▸ Objective
Restate word for word the lines from the one containing "Every instance of the boot" through the end of the listing below, with both ends included.

▸ Dataset content
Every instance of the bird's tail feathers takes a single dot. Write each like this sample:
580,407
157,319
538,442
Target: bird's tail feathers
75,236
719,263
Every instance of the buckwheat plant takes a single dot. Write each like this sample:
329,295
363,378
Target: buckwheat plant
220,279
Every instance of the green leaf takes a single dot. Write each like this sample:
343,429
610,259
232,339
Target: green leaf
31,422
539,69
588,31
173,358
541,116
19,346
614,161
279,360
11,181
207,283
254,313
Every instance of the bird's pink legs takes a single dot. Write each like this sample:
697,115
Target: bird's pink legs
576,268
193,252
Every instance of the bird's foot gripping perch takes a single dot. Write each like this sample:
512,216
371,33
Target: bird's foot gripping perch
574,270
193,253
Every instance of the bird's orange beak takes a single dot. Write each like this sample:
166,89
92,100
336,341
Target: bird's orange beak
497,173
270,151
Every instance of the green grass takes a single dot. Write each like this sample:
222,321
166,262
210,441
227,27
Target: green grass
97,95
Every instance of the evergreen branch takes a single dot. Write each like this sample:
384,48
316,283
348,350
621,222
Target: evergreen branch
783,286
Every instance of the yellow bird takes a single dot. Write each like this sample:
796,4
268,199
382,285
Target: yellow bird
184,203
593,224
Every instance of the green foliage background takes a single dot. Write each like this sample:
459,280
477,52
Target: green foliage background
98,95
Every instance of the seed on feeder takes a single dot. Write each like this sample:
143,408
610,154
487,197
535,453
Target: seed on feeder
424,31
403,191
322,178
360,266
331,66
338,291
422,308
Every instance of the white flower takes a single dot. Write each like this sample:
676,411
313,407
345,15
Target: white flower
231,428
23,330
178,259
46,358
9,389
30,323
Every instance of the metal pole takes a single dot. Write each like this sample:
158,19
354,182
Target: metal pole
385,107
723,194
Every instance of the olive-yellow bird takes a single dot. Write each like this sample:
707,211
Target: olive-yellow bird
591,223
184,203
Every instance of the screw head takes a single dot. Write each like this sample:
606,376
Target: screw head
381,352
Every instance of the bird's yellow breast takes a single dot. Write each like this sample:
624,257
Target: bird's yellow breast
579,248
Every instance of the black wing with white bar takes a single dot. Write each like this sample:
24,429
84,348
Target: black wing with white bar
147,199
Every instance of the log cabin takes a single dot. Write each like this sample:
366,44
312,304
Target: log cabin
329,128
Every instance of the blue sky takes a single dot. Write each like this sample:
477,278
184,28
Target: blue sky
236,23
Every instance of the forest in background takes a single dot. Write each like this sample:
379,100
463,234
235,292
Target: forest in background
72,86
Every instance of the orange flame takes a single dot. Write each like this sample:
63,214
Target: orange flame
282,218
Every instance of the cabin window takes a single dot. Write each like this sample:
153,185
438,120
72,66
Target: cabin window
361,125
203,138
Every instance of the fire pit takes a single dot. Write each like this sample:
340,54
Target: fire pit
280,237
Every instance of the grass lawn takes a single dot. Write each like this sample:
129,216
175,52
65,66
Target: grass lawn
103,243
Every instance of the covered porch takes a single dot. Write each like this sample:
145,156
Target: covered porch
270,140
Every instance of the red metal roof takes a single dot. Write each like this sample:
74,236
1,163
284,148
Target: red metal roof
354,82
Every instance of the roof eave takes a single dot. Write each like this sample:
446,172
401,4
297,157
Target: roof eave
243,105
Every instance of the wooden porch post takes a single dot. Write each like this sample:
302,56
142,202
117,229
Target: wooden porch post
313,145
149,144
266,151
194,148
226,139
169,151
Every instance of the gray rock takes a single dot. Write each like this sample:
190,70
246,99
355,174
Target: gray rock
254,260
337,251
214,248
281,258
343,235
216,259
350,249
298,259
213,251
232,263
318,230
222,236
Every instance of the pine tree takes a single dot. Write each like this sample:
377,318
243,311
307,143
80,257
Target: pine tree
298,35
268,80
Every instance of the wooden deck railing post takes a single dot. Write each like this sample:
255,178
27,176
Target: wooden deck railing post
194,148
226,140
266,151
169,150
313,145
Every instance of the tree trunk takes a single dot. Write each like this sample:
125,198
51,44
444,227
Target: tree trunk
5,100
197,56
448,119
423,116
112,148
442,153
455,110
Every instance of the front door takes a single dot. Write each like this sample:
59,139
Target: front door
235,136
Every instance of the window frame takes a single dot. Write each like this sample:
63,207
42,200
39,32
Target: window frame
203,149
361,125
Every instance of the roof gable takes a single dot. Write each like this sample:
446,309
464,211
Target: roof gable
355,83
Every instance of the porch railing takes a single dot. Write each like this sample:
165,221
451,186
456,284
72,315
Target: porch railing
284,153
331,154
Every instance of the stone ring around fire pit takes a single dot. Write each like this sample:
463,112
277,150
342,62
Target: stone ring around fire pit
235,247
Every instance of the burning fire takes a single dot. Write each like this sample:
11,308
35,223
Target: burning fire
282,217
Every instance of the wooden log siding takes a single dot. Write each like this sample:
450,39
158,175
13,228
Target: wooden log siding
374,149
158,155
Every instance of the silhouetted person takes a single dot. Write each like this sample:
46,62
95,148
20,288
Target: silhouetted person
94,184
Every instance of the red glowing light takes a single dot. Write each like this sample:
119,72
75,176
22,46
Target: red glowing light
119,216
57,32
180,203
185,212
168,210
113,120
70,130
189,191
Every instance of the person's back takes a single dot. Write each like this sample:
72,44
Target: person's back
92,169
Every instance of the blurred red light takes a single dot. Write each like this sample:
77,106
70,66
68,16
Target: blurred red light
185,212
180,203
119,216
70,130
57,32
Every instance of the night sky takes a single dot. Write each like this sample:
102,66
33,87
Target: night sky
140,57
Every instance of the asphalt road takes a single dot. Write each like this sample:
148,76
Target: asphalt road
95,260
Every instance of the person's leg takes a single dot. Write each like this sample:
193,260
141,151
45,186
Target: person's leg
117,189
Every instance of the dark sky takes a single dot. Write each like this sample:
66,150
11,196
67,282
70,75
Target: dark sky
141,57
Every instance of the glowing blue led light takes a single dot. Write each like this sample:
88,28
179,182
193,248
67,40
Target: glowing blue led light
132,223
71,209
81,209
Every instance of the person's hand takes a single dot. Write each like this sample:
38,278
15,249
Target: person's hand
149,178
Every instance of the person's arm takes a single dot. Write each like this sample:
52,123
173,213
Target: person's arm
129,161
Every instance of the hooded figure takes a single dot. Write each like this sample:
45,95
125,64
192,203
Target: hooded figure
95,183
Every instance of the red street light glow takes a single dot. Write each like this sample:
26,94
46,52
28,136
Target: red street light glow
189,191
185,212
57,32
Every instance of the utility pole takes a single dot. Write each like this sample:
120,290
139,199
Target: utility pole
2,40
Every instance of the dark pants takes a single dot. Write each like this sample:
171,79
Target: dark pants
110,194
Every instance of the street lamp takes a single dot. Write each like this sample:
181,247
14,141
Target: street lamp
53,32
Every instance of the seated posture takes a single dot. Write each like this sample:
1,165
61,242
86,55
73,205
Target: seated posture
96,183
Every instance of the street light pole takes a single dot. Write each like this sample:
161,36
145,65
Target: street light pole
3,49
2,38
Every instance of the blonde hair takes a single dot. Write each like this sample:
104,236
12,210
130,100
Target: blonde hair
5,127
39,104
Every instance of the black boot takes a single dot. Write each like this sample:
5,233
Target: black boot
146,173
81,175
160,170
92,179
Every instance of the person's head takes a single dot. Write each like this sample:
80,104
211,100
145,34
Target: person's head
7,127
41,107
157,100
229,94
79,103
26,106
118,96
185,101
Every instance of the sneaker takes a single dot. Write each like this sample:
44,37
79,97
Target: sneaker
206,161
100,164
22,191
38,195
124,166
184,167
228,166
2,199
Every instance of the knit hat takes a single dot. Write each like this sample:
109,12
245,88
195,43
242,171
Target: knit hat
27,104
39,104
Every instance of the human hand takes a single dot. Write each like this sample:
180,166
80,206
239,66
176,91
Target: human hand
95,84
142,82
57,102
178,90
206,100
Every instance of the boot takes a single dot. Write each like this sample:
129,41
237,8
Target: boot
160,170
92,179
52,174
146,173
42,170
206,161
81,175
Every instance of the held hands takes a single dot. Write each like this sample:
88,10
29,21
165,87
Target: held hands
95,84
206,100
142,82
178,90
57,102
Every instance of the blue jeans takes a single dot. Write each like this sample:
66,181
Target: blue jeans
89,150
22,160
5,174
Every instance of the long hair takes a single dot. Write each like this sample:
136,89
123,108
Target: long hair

▸ Full answer
Every instance of the boot takes a single dot. Write each like this sample:
129,41
237,8
Target: boot
160,170
92,179
52,174
146,173
42,170
206,161
81,175
Every instance of the held hands takes a single dot. Write each like this sample:
88,10
29,21
165,87
Target: held hands
95,84
206,100
142,82
178,90
57,102
Every instance of the blue jeans takes a single dot. Write each like this sample:
66,181
Target: blue jeans
89,150
22,160
5,174
Every instance of the long hair takes a single dot. Write each like this sample:
136,89
123,108
Target: long hair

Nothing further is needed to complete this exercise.